■ PROBLEM REQUIREMENTS
Present each line of the listing below as a numbered list, leaving out the blank lines.

■ Excerpts of labeled region data

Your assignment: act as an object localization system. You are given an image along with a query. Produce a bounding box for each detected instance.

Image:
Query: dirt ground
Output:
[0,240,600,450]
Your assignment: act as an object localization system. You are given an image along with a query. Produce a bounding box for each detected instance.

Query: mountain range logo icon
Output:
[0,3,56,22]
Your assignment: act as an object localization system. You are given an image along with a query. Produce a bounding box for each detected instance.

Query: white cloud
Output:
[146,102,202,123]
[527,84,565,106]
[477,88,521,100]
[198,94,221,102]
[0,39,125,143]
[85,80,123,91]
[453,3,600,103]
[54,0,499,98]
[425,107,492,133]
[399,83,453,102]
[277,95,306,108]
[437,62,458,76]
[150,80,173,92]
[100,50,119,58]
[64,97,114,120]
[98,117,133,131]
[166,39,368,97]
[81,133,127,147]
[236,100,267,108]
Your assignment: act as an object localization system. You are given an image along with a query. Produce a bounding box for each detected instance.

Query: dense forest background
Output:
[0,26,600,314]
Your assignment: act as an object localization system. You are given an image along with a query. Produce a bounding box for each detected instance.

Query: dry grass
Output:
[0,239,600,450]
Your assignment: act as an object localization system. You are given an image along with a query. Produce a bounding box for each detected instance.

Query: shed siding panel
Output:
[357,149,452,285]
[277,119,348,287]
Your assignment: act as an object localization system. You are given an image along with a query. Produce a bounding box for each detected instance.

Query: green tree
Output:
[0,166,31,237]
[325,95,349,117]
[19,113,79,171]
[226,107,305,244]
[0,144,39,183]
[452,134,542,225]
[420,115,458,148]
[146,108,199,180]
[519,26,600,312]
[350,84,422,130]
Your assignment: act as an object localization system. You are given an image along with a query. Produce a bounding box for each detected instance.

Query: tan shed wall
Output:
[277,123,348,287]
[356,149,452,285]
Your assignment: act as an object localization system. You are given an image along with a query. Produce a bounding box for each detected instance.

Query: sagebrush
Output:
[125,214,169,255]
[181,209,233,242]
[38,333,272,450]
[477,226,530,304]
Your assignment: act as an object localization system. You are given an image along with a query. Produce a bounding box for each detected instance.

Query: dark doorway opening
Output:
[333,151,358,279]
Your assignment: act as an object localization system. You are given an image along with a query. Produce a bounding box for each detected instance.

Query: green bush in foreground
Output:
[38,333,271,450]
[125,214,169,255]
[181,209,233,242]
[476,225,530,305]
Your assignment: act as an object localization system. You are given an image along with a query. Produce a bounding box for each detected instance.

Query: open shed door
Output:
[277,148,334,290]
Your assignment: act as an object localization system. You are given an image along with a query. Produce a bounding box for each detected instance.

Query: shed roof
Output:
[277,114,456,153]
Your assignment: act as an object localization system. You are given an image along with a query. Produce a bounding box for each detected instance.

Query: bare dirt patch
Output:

■ SOLUTION TO THE PROBLEM
1. Your assignment: act as an object localization system. You are given an image along with a query. Produce a bounding box for each detected instance.
2. Image:
3. Query: dirt ground
4. Output:
5. [0,240,600,450]
6. Your assignment: act as an object localization system. You are given an image along with a query. Produce a bounding box for each detected instance.
7. Query: mountain range logo icon
8. Output:
9. [0,3,56,22]
10. Your assignment: act as an object localization system. You are given an image along with a query. Produce a bounding box for each detected instance.
11. Query: white cloud
12. Output:
13. [146,102,202,123]
14. [527,84,565,106]
15. [477,88,521,100]
16. [198,94,221,102]
17. [0,39,125,143]
18. [85,80,123,91]
19. [453,3,600,103]
20. [54,0,499,98]
21. [425,107,492,133]
22. [399,83,453,102]
23. [277,95,306,108]
24. [437,62,458,76]
25. [150,80,173,92]
26. [100,50,119,58]
27. [64,97,114,120]
28. [98,117,133,131]
29. [166,39,368,97]
30. [81,133,127,147]
31. [236,100,267,108]
32. Your assignment: act as an object localization system. You are given an image along with a query. Produce a bounding box for each detected instance.
33. Query: dense forest background
34. Output:
35. [0,26,600,314]
36. Your assignment: act as an object localization system. You are given an image along with a query. Produce a bounding box for each detected instance.
37. Query: dry grass
38. Output:
39. [0,239,600,450]
40. Your assignment: act as an object localization system. You are given an image along with a query. Produce a bounding box for each detected instance.
41. Query: shed siding panel
42. Output:
43. [357,149,452,285]
44. [277,119,348,287]
45. Your assignment: act as an object localization system. You are given an image along with a query. Produce a bounding box for each detected instance.
46. Query: green tree
47. Output:
48. [0,166,31,237]
49. [325,95,349,117]
50. [19,113,79,171]
51. [226,107,305,244]
52. [0,144,39,183]
53. [452,134,542,225]
54. [420,115,458,148]
55. [146,108,199,180]
56. [519,26,600,312]
57. [350,84,422,130]
58. Your assignment: act as an object localization system. You are given an image along with a query. Produce a bounding box for each detected instance.
59. Query: tan shed wall
60. Output:
61. [277,123,348,287]
62. [356,149,452,285]
63. Your assignment: act as an object localization system. You are given an image along with a query. Produce a bounding box for each detected instance.
64. Query: sagebrush
65. Output:
66. [125,214,169,255]
67. [181,209,233,242]
68. [38,333,272,450]
69. [477,226,530,304]
70. Your assignment: act as an object localization system. You are given an image along with a query. Produce a bounding box for each detected instance.
71. Query: dark doorway opening
72. Output:
73. [333,151,358,279]
74. Your assignment: act as an object localization system. You are given an image along with a query. Produce a bounding box for each detected instance.
75. Query: green bush in foreground
76. Output:
77. [38,333,271,450]
78. [125,214,169,255]
79. [181,209,233,242]
80. [476,225,530,305]
81. Your assignment: act as an object localization system. You are given an image along with a query. Produce a bounding box for each detected instance.
82. Query: open shed door
83. Output:
84. [277,148,334,290]
85. Your assignment: act as an object localization system. You are given an image along with a query. Produce a bounding box for each detected instance.
86. Query: shed roof
87. Output:
88. [277,114,456,153]
89. Your assignment: act as an object localization system. You are given an image along with a query. Produce a bounding box for each detected instance.
90. Query: bare dirt patch
91. Output:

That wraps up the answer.